• [Article]:
⟨

Hafize Şahin (born January 1, 1992) is a Turkish female freestyle wrestler  competing in the 59 kg division. She is a member of the Trakya Birlik SK in Edirne, where she is coached by Habil Kara. She continues her study in physical education and sports at Trakya University, which she began at Aksaray University.

Achievements
She won the bronze medal in the 40 kg division  at the 2007 Black Sea Games in Trabzon, Turkey.

Şahin became silver medalist in the 55 kg event at the 2010 European Junior Wrestling Championships held in Samokov, Bulgaria. She repeated her success with the silver medal at the 2012 European Junior Wrestling Championships held between June 19–24 in Zagreb, Croatia.

Şahin is the holder of two bronze medals won at the World University Championships in Torino, Italy (2010) and Kuortane, Finland (2012).

She captured the gold medal in her weight class at the 2012 Mediterranean Championship for Senior Women's Wrestling held between May 18–20 in Larissa, Greece.

⟩

• [Tasks]:
1) Reproduce the part of the Hafize Şahin biography above that opens with the words containing "Achievements" and closes with "in Zagreb, Croatia.".
2) Write what follows the Hafize Şahin biography above, continuing it after its last sentence.

• [Records]:

⟨

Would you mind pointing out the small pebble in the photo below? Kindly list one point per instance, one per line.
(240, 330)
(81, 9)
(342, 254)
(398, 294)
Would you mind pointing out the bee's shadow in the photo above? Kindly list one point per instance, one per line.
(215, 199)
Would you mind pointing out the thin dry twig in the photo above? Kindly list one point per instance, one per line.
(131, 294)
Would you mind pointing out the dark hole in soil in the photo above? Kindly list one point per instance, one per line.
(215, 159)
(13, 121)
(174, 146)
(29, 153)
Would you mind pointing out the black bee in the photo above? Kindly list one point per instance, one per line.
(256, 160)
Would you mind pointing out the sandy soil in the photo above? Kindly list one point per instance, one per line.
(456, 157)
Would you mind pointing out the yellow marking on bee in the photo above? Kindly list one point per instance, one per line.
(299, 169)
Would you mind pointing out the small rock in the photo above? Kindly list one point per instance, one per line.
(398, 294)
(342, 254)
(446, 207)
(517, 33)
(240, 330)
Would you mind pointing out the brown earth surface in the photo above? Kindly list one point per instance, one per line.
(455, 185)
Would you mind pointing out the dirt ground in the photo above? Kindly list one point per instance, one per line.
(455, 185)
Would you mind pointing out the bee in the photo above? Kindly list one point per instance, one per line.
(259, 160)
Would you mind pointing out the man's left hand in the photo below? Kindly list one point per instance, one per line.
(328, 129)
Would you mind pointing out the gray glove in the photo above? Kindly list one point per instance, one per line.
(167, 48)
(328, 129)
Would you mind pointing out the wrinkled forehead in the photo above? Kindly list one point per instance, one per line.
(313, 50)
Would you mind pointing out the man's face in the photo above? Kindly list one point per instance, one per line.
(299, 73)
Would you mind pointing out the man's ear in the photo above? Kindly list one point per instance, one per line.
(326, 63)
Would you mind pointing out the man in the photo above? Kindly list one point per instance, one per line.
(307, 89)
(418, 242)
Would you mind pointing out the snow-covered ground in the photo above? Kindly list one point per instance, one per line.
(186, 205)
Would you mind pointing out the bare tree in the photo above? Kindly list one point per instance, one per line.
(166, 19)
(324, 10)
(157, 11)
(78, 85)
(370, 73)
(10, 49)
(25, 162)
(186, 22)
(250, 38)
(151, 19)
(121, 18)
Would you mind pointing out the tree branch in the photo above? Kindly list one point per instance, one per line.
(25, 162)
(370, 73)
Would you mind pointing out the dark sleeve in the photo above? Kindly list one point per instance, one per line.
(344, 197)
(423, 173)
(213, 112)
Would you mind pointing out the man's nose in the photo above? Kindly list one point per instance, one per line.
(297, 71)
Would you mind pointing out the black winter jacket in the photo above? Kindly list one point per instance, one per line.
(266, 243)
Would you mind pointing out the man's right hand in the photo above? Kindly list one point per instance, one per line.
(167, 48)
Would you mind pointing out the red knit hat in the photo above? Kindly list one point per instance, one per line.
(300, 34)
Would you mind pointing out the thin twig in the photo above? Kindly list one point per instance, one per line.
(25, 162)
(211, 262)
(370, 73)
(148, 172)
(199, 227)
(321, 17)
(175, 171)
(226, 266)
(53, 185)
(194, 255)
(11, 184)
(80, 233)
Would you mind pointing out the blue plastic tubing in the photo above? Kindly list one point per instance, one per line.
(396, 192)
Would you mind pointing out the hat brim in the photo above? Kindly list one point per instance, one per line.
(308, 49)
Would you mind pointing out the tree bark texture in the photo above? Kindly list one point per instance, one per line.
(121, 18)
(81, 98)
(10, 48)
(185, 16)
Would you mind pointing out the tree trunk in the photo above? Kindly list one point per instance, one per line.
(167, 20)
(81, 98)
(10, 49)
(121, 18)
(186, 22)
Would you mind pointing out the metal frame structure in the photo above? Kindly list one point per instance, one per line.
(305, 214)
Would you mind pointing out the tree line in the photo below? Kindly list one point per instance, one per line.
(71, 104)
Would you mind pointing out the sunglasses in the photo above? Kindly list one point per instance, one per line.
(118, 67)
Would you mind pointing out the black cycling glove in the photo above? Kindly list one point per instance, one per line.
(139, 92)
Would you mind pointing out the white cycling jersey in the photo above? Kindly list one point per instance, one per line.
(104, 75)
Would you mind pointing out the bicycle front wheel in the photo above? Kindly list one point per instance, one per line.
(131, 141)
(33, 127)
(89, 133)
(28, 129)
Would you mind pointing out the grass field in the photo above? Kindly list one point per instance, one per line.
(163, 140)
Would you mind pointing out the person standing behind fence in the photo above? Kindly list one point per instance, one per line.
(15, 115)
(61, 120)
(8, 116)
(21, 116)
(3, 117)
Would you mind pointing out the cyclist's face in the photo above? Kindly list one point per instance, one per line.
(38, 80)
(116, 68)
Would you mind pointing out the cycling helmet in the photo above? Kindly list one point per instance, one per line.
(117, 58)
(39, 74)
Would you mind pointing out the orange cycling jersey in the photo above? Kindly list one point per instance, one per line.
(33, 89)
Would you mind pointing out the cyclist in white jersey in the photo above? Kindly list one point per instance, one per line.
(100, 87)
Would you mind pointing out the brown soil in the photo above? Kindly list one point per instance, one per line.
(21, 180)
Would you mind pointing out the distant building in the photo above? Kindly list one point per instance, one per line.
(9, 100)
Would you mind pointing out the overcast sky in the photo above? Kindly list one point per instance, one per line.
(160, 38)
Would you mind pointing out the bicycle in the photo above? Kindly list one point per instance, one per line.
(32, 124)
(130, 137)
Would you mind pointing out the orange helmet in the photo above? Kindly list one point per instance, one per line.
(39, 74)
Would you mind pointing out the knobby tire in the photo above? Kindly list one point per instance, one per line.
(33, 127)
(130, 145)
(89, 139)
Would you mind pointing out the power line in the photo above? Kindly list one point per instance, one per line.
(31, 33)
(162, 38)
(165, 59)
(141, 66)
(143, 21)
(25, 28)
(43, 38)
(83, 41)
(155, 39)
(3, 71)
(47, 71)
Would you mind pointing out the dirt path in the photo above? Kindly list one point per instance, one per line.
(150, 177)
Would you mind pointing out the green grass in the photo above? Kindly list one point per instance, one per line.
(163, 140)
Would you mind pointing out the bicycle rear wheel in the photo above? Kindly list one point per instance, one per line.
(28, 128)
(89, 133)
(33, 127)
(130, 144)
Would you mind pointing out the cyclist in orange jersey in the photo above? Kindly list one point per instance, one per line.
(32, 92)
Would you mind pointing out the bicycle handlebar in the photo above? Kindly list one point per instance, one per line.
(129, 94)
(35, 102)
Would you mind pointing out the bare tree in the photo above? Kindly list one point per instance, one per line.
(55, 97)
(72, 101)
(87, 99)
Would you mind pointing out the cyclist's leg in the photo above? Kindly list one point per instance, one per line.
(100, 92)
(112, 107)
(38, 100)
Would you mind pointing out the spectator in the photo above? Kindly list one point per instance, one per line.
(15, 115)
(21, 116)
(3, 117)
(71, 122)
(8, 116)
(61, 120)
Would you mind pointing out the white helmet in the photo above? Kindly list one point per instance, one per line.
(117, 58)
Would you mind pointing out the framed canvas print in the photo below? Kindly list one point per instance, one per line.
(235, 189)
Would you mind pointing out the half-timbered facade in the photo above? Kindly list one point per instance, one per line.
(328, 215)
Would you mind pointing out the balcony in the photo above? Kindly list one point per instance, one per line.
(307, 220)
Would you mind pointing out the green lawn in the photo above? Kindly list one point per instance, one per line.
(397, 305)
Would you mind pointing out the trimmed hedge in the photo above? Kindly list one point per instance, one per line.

⟩

• [Response list]:
1)
Achievements
She won the bronze medal in the 40 kg division  at the 2007 Black Sea Games in Trabzon, Turkey.

Şahin became silver medalist in the 55 kg event at the 2010 European Junior Wrestling Championships held in Samokov, Bulgaria. She repeated her success with the silver medal at the 2012 European Junior Wrestling Championships held between June 19–24 in Zagreb, Croatia.

2)
At the 2012 World Junior Wrestling Championships held in Pattaya, Thailand, she became silver medalist in the -59 kg division.

Hafize Şahin won the bronze medal at the 2013 European Wrestling Championships held in Tbilisi, Georgia.

At the 2013 Mediterranean Games, she became gold medalist in the -63 kg division. She was winner of silver medal in the -60 kg division at the 2014 European Wrestling Championships held in Vantaa, Finland.

References

External links
 

1992 births
Place of birth missing (living people)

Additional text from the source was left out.